— BEGIN Supplied material —
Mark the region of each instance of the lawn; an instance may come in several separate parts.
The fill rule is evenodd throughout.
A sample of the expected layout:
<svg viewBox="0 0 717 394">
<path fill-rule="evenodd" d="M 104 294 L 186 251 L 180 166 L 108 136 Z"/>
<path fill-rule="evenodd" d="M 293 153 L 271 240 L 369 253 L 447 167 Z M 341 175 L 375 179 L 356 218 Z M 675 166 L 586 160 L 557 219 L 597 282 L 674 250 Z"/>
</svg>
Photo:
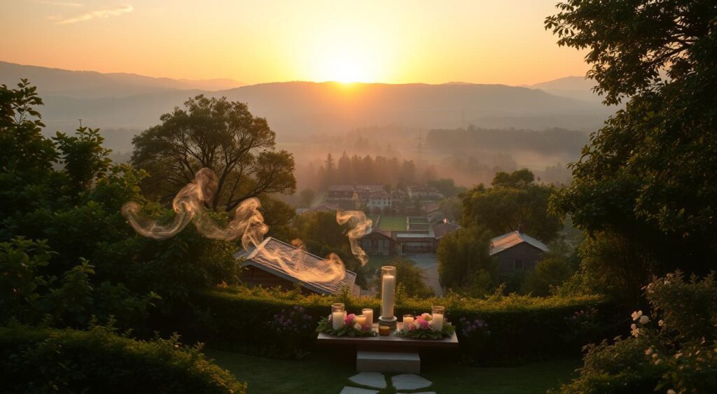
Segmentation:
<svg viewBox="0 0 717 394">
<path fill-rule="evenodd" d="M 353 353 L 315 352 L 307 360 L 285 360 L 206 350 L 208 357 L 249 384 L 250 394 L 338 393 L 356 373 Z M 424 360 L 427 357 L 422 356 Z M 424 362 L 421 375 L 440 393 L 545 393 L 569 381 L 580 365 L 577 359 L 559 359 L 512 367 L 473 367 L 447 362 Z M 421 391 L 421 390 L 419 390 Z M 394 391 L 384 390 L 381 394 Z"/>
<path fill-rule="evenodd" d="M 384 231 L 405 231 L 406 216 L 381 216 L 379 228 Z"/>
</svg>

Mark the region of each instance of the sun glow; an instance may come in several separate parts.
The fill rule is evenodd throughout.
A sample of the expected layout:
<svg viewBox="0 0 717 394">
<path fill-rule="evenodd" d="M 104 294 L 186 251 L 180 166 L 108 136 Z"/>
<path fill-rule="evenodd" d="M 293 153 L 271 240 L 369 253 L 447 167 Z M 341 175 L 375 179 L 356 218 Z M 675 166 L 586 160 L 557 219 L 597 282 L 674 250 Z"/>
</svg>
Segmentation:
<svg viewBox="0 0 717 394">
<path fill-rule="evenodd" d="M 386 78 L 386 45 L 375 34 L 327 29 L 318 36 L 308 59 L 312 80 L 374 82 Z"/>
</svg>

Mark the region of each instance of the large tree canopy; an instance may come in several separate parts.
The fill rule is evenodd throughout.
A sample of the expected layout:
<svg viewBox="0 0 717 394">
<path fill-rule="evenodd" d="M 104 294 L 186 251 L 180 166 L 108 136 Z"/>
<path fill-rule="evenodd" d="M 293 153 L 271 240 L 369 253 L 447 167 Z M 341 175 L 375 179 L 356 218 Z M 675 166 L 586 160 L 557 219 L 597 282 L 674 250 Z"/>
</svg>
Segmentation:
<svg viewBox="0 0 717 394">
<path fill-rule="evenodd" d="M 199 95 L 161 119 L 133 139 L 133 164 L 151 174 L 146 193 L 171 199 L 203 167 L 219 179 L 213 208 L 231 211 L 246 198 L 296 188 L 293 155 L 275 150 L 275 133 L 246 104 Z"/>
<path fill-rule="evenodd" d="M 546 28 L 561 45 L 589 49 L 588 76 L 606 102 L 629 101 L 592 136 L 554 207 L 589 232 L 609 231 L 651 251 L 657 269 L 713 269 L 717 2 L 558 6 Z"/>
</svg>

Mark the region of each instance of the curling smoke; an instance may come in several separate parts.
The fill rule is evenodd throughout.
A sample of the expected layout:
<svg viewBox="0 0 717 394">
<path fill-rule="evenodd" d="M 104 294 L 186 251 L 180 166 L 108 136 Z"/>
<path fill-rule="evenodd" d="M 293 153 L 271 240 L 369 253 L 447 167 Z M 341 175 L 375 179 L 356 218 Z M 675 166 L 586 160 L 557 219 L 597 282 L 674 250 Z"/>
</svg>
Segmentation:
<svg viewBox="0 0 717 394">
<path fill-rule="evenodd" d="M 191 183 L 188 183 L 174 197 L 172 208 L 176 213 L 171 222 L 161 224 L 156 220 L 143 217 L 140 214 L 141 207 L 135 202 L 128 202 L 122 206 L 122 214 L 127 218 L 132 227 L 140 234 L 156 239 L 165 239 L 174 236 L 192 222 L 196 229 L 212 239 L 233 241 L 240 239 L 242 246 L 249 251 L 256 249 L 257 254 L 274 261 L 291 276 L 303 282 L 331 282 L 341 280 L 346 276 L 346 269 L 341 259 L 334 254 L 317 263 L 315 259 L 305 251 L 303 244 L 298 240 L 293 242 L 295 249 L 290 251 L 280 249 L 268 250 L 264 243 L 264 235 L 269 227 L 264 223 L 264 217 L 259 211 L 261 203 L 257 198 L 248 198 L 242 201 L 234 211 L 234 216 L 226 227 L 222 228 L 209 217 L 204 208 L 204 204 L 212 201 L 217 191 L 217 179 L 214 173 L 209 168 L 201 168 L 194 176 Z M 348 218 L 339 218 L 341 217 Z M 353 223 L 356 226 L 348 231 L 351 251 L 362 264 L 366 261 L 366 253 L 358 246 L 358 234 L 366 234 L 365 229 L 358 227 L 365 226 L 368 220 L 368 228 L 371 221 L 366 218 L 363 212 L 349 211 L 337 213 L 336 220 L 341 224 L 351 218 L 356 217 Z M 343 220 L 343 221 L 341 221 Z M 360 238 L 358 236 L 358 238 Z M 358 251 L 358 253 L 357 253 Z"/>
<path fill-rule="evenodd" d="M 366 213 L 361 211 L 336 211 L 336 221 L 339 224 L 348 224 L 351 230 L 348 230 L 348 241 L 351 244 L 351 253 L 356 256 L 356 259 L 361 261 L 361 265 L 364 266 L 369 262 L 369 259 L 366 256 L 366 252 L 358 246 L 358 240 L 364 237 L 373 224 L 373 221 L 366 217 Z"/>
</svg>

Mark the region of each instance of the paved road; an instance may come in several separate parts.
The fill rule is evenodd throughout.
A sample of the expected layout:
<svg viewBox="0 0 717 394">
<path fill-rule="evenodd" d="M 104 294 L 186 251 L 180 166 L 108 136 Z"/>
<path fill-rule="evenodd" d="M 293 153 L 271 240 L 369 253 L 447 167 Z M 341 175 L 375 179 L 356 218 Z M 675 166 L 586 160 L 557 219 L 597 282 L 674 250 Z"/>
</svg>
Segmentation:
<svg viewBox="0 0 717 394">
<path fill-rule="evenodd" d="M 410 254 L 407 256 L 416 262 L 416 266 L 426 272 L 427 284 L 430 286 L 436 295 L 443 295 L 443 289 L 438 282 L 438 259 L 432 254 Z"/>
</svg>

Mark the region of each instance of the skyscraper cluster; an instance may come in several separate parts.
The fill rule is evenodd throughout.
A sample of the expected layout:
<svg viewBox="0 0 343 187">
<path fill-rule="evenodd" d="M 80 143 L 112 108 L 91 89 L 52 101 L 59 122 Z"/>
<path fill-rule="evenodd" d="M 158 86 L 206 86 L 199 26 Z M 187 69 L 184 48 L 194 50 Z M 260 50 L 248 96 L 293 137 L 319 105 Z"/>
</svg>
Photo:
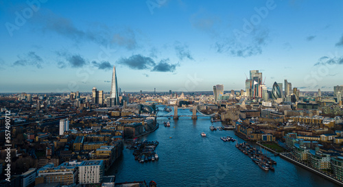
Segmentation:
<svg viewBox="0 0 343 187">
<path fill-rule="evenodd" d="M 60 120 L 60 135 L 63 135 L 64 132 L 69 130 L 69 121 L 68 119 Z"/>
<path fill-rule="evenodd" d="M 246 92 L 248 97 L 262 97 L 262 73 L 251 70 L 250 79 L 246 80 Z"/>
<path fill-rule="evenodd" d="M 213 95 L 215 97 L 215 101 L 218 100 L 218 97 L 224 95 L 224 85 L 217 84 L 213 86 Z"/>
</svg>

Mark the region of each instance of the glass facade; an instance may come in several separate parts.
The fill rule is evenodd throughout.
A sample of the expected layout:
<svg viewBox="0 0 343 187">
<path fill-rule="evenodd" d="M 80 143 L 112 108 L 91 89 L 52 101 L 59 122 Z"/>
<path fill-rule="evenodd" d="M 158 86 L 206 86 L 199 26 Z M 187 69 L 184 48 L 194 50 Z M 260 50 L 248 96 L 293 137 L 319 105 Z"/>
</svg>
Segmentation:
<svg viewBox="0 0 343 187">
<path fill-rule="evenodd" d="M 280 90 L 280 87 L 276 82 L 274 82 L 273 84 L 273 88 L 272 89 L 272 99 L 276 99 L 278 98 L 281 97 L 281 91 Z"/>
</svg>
— END Supplied material —
→ Your task:
Copy the records character for character from the line containing "Mark the region of each instance of the skyscraper" through the end of the records, both ends included, leaving out the pictures.

→ Solution to the problem:
Mark the region of each instance of the skyscraper cluster; an instance may come in several separate parts.
The fill rule is evenodd throughout.
A sample of the expected layout:
<svg viewBox="0 0 343 187">
<path fill-rule="evenodd" d="M 80 143 L 112 108 L 91 89 L 52 101 L 59 122 Z"/>
<path fill-rule="evenodd" d="M 158 86 L 206 86 L 199 26 Z M 187 69 L 184 48 L 194 50 Z M 260 50 L 248 96 L 293 137 L 319 105 Z"/>
</svg>
Photo:
Segmentation:
<svg viewBox="0 0 343 187">
<path fill-rule="evenodd" d="M 60 120 L 60 135 L 63 135 L 64 132 L 69 130 L 69 121 L 68 119 Z"/>
<path fill-rule="evenodd" d="M 246 92 L 248 97 L 262 97 L 262 73 L 251 70 L 250 79 L 246 80 Z"/>
<path fill-rule="evenodd" d="M 213 95 L 215 97 L 215 101 L 218 100 L 218 97 L 224 95 L 224 85 L 217 84 L 213 86 Z"/>
</svg>

Mark the region of each instance of the glass facade; an instance may come in several separate parts.
The fill rule is evenodd throughout.
A sample of the expected layout:
<svg viewBox="0 0 343 187">
<path fill-rule="evenodd" d="M 80 143 L 112 108 L 91 89 L 52 101 L 59 122 Z"/>
<path fill-rule="evenodd" d="M 158 86 L 206 86 L 199 26 Z M 187 69 L 184 48 L 194 50 Z M 260 50 L 248 96 L 293 137 L 319 105 Z"/>
</svg>
Segmentation:
<svg viewBox="0 0 343 187">
<path fill-rule="evenodd" d="M 280 90 L 280 87 L 276 82 L 274 82 L 273 84 L 273 88 L 272 89 L 272 99 L 276 99 L 278 98 L 281 97 L 281 91 Z"/>
</svg>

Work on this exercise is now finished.